The data section start
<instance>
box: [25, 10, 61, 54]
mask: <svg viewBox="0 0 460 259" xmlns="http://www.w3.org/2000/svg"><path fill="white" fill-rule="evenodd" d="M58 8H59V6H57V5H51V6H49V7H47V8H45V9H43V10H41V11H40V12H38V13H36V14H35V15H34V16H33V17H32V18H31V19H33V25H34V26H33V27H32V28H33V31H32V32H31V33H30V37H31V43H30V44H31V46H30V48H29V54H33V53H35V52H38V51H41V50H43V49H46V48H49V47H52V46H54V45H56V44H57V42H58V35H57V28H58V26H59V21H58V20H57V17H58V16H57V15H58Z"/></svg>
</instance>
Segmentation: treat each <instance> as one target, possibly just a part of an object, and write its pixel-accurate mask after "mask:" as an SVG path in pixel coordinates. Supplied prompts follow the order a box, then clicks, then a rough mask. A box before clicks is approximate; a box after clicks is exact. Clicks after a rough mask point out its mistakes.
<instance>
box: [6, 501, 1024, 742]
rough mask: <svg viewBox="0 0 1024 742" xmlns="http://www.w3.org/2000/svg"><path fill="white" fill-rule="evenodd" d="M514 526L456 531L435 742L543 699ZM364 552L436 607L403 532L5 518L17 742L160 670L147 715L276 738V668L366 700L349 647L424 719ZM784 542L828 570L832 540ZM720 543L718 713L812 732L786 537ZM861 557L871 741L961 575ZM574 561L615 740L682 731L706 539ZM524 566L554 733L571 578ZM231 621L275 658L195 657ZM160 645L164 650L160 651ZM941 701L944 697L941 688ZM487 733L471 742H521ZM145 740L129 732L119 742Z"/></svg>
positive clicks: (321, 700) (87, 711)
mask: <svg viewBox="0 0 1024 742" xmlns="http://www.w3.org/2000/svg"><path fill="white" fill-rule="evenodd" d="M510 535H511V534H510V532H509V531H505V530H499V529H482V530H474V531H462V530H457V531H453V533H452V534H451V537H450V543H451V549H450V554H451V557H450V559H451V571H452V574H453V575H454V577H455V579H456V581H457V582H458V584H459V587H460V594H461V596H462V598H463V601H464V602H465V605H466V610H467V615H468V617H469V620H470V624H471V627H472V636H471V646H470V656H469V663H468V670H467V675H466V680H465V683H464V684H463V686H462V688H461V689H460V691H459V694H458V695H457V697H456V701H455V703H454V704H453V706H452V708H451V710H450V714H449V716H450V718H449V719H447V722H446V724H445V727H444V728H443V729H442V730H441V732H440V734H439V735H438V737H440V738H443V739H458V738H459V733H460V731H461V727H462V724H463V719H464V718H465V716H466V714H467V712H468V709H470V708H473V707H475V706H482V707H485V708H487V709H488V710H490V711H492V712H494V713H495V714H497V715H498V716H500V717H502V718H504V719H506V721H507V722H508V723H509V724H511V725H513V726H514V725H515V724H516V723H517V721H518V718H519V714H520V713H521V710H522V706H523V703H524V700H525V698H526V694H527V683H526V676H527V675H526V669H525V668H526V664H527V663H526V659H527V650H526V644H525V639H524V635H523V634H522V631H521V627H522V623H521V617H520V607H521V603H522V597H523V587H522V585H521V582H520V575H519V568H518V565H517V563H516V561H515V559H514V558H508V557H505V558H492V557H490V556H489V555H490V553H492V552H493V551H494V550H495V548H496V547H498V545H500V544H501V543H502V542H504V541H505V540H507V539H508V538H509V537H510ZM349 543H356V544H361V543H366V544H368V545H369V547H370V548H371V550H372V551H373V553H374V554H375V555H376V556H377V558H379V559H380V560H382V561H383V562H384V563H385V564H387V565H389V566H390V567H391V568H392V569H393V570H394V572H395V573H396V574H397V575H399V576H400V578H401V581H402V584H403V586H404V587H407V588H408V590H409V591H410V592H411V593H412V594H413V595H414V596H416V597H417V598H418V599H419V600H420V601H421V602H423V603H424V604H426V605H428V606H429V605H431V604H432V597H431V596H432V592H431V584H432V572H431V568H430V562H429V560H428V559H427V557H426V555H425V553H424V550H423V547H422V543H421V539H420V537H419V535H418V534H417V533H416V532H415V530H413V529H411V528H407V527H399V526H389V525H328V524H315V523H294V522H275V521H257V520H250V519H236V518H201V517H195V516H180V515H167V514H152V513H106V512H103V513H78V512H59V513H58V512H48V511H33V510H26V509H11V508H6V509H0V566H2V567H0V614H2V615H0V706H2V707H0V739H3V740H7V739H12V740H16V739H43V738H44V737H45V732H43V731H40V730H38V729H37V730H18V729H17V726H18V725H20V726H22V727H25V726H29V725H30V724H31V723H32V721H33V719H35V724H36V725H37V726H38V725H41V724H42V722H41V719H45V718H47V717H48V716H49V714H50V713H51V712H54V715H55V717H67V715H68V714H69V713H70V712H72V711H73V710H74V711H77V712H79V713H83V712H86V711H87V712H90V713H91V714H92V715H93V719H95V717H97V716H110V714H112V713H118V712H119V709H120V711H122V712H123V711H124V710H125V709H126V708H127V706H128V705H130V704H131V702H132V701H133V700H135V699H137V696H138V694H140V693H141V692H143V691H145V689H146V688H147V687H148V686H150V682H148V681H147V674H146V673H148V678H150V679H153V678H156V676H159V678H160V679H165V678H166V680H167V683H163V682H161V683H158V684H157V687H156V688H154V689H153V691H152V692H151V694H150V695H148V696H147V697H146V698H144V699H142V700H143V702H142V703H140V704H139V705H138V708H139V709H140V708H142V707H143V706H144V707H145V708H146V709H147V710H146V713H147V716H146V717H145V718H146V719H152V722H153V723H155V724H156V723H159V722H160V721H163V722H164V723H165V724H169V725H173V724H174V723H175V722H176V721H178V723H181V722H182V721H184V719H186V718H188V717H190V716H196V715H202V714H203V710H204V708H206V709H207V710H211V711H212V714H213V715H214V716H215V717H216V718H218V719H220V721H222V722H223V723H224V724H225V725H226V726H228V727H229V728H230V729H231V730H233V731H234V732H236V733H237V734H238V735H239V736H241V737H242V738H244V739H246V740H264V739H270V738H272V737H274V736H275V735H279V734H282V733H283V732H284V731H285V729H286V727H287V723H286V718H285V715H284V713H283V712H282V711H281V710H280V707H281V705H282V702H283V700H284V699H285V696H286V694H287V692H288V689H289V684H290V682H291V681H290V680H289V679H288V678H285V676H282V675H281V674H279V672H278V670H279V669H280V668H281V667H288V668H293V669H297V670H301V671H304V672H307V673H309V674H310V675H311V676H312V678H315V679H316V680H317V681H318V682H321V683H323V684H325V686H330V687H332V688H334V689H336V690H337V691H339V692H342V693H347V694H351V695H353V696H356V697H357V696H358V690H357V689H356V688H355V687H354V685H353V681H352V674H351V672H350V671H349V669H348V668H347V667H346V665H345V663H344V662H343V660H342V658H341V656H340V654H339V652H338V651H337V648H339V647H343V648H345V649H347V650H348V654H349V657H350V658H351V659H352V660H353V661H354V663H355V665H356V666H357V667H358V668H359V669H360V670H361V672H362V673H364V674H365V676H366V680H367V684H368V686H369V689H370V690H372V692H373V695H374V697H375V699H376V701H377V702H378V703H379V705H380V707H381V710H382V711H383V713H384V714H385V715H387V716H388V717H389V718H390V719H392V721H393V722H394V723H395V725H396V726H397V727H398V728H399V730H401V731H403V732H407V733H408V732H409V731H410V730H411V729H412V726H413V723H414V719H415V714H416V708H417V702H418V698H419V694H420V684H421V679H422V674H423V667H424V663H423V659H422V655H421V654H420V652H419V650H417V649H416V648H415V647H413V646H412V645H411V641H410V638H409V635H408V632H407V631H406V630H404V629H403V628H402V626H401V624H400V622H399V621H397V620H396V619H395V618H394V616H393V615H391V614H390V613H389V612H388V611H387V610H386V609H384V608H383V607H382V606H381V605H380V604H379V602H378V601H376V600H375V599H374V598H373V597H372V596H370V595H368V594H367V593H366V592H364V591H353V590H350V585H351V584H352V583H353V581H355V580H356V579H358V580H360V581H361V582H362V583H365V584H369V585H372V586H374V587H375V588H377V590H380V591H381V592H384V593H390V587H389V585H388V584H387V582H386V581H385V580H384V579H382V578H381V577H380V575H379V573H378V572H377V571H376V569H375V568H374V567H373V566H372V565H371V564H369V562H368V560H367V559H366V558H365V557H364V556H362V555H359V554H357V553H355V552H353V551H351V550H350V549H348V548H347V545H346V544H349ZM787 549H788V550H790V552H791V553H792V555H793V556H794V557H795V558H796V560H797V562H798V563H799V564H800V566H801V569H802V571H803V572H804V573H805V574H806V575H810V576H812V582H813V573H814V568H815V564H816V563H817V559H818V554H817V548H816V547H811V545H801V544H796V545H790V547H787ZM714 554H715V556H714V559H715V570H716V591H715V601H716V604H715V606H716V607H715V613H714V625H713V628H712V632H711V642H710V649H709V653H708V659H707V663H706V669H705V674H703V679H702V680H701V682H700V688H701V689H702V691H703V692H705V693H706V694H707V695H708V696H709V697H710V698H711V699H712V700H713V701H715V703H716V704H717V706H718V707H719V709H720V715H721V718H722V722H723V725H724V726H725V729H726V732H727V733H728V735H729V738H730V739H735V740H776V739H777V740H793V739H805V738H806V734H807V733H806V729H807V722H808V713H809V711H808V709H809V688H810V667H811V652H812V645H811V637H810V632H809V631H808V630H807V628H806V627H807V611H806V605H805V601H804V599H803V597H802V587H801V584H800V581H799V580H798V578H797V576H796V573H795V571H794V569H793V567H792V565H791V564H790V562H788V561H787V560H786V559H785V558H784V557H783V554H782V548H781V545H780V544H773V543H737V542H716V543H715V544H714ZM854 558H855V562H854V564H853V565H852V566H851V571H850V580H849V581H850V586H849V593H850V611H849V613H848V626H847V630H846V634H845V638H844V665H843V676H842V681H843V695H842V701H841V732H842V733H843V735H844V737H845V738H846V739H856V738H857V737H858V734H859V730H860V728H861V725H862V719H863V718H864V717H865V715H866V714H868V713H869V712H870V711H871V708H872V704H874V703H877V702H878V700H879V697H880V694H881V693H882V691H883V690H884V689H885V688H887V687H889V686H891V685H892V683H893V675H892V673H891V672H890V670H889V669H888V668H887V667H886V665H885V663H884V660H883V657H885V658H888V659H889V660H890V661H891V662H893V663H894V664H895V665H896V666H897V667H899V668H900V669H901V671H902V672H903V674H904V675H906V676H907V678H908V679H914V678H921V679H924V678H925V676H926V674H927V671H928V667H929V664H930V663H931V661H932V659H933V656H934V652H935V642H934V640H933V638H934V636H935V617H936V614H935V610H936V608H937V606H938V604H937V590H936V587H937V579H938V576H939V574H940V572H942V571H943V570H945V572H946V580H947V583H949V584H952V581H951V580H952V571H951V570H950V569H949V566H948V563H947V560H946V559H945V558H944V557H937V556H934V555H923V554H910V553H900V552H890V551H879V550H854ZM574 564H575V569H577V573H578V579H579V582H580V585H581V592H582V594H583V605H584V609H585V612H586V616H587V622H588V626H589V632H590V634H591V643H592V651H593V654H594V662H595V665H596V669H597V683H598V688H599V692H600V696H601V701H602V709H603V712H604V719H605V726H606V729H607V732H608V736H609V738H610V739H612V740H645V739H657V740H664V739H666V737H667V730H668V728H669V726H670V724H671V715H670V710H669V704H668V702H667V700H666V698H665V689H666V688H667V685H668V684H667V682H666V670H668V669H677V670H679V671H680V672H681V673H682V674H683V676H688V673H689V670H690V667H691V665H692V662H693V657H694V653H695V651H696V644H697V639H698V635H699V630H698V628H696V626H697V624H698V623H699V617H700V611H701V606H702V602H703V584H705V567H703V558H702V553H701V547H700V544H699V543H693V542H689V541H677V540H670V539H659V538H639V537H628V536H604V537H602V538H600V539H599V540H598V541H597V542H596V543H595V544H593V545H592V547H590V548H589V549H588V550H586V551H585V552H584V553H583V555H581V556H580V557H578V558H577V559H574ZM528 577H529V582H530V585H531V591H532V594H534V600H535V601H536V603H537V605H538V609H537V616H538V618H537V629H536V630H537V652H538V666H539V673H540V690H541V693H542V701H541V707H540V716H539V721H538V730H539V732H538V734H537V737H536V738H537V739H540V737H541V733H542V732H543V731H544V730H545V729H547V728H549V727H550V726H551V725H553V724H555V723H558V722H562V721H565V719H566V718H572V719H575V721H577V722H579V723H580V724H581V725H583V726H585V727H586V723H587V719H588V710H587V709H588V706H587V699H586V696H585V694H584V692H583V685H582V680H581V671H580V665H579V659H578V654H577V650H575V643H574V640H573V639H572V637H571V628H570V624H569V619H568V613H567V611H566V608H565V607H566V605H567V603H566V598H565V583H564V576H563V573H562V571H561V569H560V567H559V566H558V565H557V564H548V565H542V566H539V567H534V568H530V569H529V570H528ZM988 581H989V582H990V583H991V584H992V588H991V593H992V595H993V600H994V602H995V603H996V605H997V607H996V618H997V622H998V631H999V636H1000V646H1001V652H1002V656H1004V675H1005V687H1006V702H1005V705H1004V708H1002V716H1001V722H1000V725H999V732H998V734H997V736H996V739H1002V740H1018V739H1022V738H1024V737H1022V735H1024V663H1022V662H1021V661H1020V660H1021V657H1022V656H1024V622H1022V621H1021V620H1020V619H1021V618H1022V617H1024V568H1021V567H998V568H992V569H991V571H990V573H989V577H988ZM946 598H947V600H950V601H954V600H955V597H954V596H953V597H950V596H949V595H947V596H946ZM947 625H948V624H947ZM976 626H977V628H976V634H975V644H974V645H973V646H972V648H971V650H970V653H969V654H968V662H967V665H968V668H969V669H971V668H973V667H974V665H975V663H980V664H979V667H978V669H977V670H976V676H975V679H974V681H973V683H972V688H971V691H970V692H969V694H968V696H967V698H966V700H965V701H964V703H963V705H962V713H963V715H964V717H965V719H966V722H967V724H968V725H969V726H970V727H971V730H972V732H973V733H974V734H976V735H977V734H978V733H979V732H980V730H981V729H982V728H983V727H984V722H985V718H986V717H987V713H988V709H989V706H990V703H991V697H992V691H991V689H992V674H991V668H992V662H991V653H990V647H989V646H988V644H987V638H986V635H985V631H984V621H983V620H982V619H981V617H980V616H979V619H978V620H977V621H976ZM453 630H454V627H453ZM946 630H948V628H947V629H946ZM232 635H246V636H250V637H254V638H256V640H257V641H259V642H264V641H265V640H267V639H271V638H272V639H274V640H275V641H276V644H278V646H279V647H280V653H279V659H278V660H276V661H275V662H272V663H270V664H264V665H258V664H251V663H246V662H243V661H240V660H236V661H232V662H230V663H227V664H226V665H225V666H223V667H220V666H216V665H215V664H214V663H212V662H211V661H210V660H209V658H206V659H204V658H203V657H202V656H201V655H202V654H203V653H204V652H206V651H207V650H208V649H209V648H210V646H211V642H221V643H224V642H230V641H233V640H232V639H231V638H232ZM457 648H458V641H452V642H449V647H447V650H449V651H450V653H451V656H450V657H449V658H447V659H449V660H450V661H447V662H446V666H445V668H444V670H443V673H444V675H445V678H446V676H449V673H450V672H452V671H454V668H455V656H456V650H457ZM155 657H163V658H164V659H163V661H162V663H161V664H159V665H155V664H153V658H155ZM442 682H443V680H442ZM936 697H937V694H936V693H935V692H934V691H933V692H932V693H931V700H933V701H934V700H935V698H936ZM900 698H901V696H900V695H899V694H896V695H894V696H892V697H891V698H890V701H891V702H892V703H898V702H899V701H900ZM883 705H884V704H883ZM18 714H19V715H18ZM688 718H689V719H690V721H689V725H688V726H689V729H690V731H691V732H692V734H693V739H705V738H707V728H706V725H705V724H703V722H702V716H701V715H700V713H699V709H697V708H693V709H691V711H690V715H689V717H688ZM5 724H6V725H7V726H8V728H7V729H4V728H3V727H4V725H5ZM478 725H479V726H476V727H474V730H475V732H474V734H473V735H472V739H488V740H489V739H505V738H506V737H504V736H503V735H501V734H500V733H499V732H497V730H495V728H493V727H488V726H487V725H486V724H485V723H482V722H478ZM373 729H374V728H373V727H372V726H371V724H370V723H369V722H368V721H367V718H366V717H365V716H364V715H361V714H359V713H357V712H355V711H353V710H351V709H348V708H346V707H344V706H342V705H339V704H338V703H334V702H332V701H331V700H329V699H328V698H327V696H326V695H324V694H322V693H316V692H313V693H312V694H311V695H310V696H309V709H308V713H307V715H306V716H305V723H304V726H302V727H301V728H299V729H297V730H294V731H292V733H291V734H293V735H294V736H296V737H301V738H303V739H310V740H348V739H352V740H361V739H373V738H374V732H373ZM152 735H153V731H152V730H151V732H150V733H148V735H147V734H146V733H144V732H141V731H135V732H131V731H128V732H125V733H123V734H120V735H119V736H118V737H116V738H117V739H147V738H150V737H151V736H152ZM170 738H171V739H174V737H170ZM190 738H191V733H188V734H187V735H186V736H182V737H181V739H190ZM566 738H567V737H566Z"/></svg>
The data section end
_What is required_. Show all lines in the preceding material that have "instance" in them.

_Exercise answer_.
<instance>
</instance>
Segmentation: treat each <instance> as one target, possibly just a part of an object, and write its pixel-accurate mask after "mask:" as an SVG path in pixel coordinates. Supplied prompts follow the order a box, then clicks, then a rough mask. A box before clicks is approximate; a box after clicks is exact. Clicks after a rough mask point out its mistakes.
<instance>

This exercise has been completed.